**OPDRACHT:** Schrijf uit het fragment over de Boerenoorlog woord voor woord over wat tussen "Geschiedenis van Zuid-Afrika" en "pagina's; € 24,95." staat, beide inbegrepen.

**AANGELEVERD FRAGMENT:**
Geschiedenis van Zuid-Afrika

De Britten dachten snel te kunnen afrekenen met de afstammelingen van de Nederlandse kolonisten in Zuid-Afrika. Een lange, wrede oorlog later zagen ze zich gedwongen de Boeren zelfbestuur aan te bieden.

MARCEL HULSPAS

Martin Bossenbroek: De boerenoorlog

Athenaeum - Polak & Van Gennep; 613 pagina's; € 24,95.

Drie weken lang zwierven de Boeren door de Kaapkolonie, opgejaagd door Britse legereenheden. Hun leider, Jan Smuts, dreef hen almaar verder. 'Hij had', schrijft Martin Bossenbroek, 'hen voortgedreven, dagenlang, nachtenlang, door ijsregens en over bergruggen. Hij had hen tussen talloze Engelse kolonnes doorgeloodst en op kritieke momenten had hij een beslissende aanval ingezet. En nu zaten ze hier, nog geen 50 kilometer van Port Elizabeth.' De mannen hadden dagenlang niets gegeten. Ze hadden hun legeruniformen moeten inruilen voor graanzakken, die 's nachts aan hun lijven vastvroren. Ze hadden nauwelijks nog paarden of wapens. Het was een hopeloze strijd. 'Niets', schrijft Bossenbroek, 'wees op een spectaculaire metamorfose.'

De Boerenoorlog (1899-1902) zat vol spectaculaire metamorfosen. Het had een korte, snelle oorlog moeten worden, een oorlog uit het militaire boekje. Toen de Britten de twee Boerenrepublieken de oorlog verklaarden, waren ze er rotsvast van overtuigd dat ze de tegenstander eenvoudig onder de voet zouden lopen. Die Boeren in het Afrikaanse binnenland, die achterlijke afstammelingen van de Hollandse kolonisten, hoe konden die een vuist maken tegenover de grootste militaire macht ter wereld?

**GEGEVEN MATERIAAL:**
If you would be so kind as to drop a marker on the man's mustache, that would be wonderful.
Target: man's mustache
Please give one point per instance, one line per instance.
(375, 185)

**VOLLEDIG ANTWOORD:**
Geschiedenis van Zuid-Afrika

De Britten dachten snel te kunnen afrekenen met de afstammelingen van de Nederlandse kolonisten in Zuid-Afrika. Een lange, wrede oorlog later zagen ze zich gedwongen de Boeren zelfbestuur aan te bieden.

MARCEL HULSPAS

Martin Bossenbroek: De boerenoorlog

Athenaeum - Polak & Van Gennep; 613 pagina's; € 24,95.